• **Entries provided**:
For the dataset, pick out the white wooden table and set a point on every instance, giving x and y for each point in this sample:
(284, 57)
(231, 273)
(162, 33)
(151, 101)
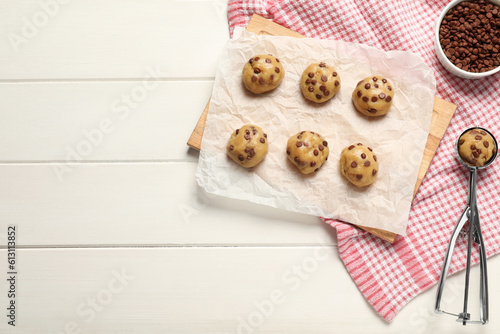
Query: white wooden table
(113, 235)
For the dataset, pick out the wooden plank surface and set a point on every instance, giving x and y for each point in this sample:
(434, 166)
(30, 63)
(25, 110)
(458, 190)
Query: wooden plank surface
(136, 204)
(199, 265)
(442, 113)
(95, 121)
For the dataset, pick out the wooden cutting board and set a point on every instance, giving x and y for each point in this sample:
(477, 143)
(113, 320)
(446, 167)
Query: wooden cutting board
(441, 116)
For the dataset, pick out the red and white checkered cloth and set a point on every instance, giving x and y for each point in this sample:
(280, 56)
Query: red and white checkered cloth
(389, 276)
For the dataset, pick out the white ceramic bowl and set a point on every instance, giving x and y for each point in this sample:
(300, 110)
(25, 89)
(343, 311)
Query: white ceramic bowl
(442, 57)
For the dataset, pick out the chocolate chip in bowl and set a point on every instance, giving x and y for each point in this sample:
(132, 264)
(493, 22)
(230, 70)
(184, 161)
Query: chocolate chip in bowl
(467, 38)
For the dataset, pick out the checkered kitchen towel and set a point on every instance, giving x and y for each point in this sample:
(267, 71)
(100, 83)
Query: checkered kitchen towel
(389, 276)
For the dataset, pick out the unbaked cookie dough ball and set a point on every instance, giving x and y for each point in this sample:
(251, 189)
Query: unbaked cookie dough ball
(308, 151)
(373, 96)
(247, 145)
(476, 147)
(359, 165)
(262, 74)
(319, 82)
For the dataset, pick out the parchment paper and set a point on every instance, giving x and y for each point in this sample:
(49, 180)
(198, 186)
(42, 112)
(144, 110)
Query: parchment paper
(398, 139)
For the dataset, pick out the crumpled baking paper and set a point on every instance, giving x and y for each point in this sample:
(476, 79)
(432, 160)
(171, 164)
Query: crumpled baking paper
(398, 138)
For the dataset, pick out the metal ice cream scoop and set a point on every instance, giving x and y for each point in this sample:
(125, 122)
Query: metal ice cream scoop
(471, 215)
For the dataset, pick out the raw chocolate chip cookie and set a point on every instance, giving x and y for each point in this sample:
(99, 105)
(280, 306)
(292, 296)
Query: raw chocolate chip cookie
(476, 147)
(373, 96)
(319, 82)
(308, 151)
(262, 74)
(359, 165)
(247, 145)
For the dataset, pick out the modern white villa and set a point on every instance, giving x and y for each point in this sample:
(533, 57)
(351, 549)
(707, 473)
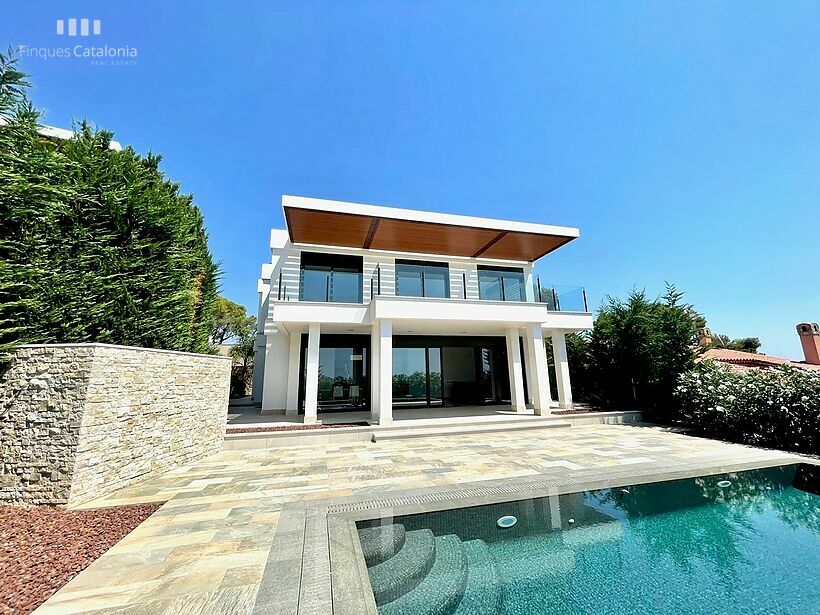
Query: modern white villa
(374, 309)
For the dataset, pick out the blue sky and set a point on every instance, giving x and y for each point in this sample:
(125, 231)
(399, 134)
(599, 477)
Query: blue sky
(682, 138)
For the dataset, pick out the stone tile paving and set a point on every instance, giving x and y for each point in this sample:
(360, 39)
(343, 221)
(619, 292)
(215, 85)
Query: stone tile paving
(205, 550)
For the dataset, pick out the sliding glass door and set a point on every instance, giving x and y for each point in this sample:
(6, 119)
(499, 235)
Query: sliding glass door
(343, 373)
(417, 377)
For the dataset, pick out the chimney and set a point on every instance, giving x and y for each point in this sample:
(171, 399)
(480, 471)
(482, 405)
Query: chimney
(810, 339)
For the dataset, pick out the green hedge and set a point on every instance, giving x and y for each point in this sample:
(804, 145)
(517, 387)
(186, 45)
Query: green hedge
(775, 408)
(97, 245)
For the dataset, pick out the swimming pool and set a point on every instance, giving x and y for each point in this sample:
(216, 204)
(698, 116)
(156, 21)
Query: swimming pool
(746, 542)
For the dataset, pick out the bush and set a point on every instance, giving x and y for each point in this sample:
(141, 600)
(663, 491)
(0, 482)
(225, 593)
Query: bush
(96, 245)
(776, 408)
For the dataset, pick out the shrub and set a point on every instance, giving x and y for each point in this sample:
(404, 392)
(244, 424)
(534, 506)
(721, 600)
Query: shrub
(777, 408)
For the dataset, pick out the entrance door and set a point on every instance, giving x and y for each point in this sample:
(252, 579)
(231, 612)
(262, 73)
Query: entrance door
(343, 373)
(417, 376)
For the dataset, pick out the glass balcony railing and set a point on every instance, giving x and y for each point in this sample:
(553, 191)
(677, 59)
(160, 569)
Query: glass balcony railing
(347, 287)
(563, 298)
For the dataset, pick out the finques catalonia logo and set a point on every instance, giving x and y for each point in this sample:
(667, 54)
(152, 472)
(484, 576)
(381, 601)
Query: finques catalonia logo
(96, 54)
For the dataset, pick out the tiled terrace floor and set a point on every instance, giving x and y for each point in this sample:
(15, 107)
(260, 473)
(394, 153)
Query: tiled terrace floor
(205, 550)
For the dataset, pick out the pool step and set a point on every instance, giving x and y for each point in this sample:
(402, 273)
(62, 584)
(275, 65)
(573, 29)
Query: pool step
(475, 428)
(482, 594)
(442, 589)
(381, 542)
(399, 574)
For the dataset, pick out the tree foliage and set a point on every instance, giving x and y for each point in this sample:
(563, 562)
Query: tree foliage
(231, 322)
(635, 354)
(96, 245)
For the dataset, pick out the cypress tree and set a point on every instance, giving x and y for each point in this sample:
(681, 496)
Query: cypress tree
(96, 245)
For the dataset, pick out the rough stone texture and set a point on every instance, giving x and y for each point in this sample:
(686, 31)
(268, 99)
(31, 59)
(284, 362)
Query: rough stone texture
(78, 421)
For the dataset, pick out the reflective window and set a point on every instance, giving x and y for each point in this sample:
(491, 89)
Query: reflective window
(501, 284)
(330, 277)
(422, 279)
(409, 376)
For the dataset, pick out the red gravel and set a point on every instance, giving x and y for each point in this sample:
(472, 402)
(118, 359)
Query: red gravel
(42, 549)
(294, 427)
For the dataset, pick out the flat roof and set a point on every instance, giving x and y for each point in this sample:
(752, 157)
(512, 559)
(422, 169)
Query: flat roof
(353, 225)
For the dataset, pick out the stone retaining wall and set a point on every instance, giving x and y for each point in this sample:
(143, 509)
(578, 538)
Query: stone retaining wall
(79, 421)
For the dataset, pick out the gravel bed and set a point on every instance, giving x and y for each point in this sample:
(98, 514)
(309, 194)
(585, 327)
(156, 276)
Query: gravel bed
(293, 427)
(43, 548)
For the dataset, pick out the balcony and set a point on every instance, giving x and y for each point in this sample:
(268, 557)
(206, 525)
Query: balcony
(358, 299)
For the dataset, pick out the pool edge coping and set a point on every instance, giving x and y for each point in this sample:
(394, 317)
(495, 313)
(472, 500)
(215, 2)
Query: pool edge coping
(316, 567)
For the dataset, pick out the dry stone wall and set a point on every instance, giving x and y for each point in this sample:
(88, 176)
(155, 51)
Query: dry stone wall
(79, 421)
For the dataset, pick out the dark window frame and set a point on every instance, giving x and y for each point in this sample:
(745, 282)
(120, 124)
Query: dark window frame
(331, 263)
(422, 265)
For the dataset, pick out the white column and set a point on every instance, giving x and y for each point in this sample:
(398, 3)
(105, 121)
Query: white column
(312, 376)
(537, 366)
(516, 374)
(559, 351)
(375, 383)
(529, 370)
(385, 372)
(294, 358)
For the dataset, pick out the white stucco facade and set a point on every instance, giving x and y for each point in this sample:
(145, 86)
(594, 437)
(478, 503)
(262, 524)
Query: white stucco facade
(294, 326)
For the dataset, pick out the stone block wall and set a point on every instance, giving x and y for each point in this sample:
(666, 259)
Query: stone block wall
(79, 421)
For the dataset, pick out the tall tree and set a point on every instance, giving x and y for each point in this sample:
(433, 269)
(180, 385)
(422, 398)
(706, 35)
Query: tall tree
(637, 351)
(96, 245)
(231, 322)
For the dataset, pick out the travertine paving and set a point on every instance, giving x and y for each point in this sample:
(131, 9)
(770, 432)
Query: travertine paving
(205, 550)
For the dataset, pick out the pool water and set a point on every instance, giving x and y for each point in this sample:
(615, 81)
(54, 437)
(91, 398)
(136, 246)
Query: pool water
(686, 546)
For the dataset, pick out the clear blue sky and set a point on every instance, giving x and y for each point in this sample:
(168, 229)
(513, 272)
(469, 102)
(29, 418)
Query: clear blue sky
(682, 138)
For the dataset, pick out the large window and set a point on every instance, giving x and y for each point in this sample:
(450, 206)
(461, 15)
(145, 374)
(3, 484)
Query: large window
(501, 284)
(422, 279)
(343, 372)
(330, 277)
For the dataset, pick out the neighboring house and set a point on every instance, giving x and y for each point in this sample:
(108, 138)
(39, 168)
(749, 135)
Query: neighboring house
(740, 361)
(370, 308)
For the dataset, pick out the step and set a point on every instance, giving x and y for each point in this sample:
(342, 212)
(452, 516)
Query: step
(456, 430)
(399, 574)
(482, 594)
(441, 590)
(381, 542)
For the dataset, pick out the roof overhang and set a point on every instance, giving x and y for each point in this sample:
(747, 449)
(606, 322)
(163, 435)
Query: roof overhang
(352, 225)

• **Instructions to follow**:
Rescale the part of the records that opens with the line containing "For the dataset, pick out the roof" and runs through the end of the records, both ends included. Reproduce every line there, requests included, and multiply only the x and y point coordinates in the answers by 0.2, rounding to whole numbers with halves rounded up.

• **Written answer**:
For the dataset, pick out the roof overhang and set a point on every instance, giving x and y for each point in this sample:
(747, 449)
(606, 322)
(163, 435)
Query: roof overhang
(70, 45)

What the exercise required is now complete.